─── RECORDS PROVIDED

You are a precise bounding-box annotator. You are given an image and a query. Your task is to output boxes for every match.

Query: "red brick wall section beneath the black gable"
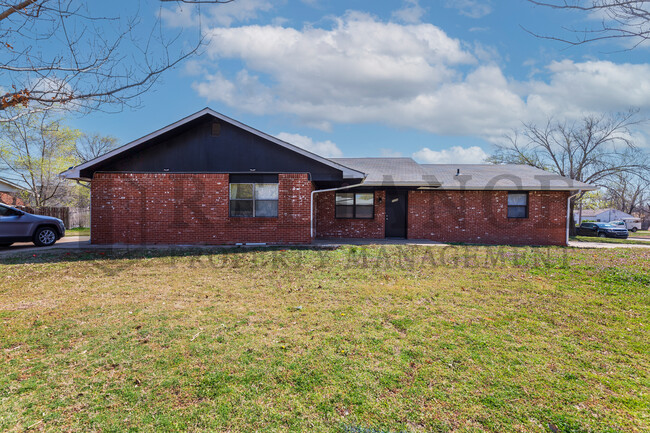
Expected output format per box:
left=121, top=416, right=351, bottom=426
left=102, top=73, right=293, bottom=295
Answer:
left=91, top=173, right=312, bottom=244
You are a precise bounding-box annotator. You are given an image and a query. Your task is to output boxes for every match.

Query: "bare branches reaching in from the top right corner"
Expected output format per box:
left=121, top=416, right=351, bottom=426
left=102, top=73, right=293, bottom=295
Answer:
left=527, top=0, right=650, bottom=47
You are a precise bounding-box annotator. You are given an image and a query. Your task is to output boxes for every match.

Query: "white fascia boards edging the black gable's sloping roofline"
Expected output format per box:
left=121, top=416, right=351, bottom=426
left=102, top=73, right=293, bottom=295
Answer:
left=59, top=108, right=365, bottom=180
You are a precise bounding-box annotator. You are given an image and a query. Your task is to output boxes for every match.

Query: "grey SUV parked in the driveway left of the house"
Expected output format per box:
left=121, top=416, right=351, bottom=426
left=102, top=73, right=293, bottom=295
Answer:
left=0, top=203, right=65, bottom=247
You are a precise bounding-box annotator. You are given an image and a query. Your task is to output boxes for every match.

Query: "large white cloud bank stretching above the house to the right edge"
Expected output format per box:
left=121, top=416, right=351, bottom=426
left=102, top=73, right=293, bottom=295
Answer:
left=194, top=13, right=650, bottom=141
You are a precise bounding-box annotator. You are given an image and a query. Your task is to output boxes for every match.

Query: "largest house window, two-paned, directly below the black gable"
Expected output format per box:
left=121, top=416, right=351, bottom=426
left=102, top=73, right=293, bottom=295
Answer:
left=230, top=183, right=278, bottom=217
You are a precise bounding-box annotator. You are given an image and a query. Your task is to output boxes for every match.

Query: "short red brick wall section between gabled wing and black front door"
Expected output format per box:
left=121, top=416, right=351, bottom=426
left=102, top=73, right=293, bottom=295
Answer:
left=315, top=189, right=386, bottom=239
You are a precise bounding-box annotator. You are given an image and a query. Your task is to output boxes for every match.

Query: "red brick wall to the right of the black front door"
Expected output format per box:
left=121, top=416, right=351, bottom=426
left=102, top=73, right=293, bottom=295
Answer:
left=408, top=191, right=568, bottom=245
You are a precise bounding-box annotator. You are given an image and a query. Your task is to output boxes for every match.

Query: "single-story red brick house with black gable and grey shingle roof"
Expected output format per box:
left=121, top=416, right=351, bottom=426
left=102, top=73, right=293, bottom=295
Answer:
left=62, top=108, right=596, bottom=245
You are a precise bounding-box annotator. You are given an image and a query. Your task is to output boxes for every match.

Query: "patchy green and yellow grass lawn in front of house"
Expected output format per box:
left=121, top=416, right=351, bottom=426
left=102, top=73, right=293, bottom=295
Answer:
left=0, top=246, right=650, bottom=433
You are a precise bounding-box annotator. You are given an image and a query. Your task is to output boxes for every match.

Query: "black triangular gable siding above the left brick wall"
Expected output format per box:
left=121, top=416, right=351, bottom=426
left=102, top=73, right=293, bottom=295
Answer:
left=82, top=116, right=341, bottom=181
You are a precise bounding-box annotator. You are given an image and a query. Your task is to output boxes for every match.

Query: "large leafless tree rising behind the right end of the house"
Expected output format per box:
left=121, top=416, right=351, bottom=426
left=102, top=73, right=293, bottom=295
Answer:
left=489, top=111, right=650, bottom=230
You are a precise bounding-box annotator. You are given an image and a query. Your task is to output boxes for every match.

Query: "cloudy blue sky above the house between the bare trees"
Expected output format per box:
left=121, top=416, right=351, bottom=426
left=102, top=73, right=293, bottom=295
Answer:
left=71, top=0, right=650, bottom=163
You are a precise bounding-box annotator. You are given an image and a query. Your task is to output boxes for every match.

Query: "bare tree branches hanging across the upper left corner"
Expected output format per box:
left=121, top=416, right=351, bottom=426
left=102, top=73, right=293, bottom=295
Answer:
left=0, top=0, right=232, bottom=122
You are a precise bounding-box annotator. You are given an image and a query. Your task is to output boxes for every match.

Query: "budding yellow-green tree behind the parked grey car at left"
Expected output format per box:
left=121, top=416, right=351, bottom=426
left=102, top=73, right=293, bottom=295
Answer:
left=0, top=112, right=79, bottom=207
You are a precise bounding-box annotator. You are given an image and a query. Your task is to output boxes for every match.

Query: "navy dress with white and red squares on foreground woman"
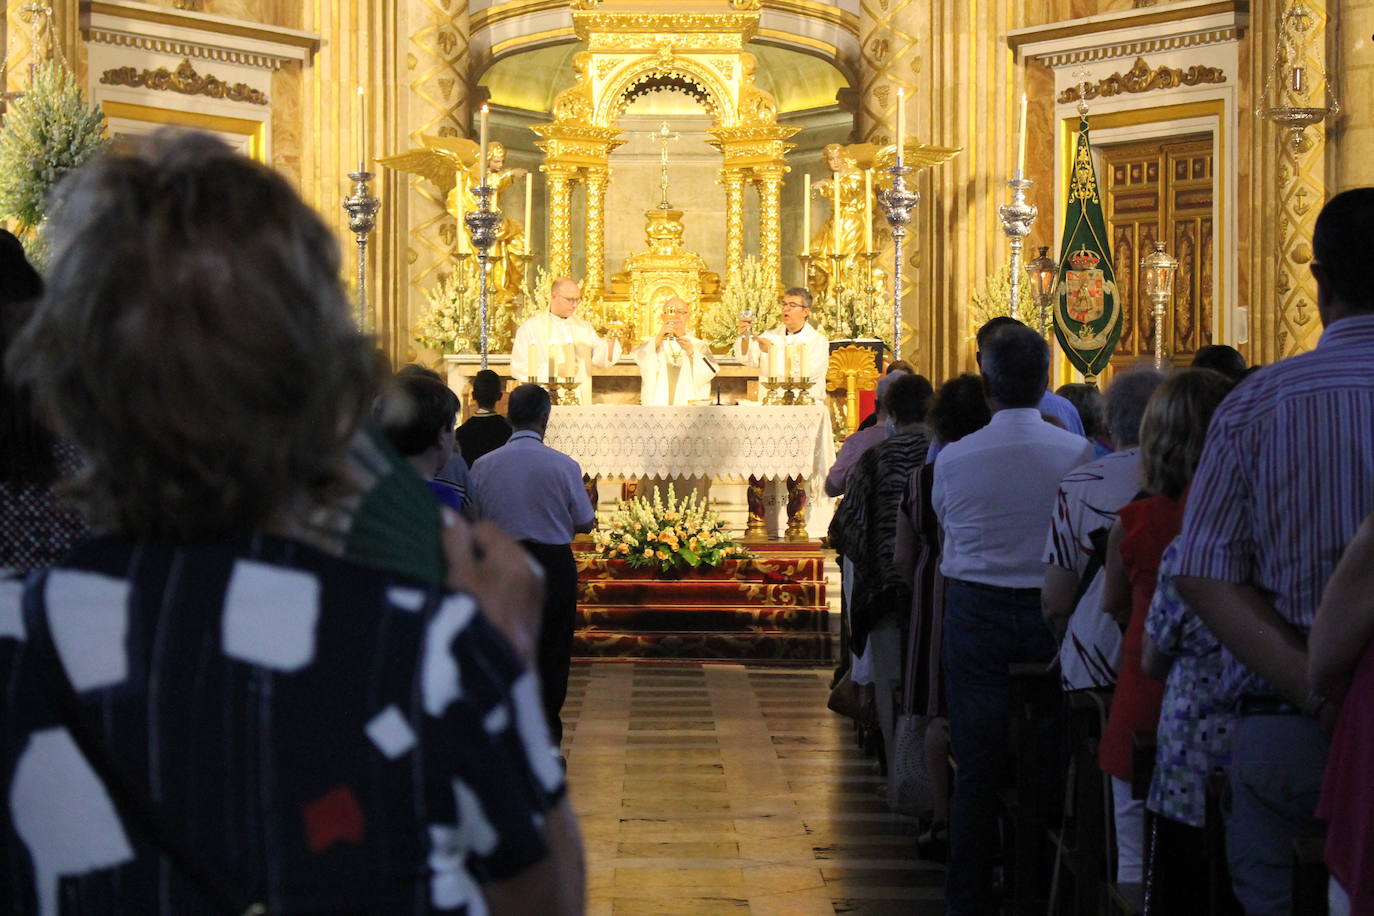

──────

● EXERCISE
The lines above that hold the string "between" are to be located and copied.

● OUTPUT BELOW
Query: "short red brick wall section between gabled wing and black front door"
Query: "cloudy blue sky above the house between the bare trees"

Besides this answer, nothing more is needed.